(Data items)
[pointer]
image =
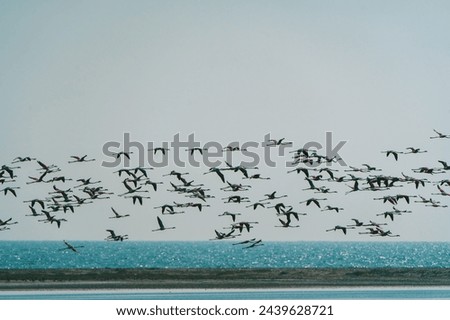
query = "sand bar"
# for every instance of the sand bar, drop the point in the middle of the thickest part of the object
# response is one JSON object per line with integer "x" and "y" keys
{"x": 219, "y": 278}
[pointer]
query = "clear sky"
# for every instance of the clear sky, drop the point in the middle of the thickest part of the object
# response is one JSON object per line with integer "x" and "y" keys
{"x": 75, "y": 75}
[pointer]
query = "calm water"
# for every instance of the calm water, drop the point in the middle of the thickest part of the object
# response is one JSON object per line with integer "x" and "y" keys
{"x": 128, "y": 254}
{"x": 311, "y": 294}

WORK TASK: All lines in the entries above that hold the word "every" need to be copied.

ANSWER SECTION:
# for every instance of the sand bar, drop the point in the middle of the thickest part of the object
# for every instance of the clear sky, drop the point in the middle of the thickest part of the object
# for every instance of the calm water, drop the point in the middle of the thickest part of the object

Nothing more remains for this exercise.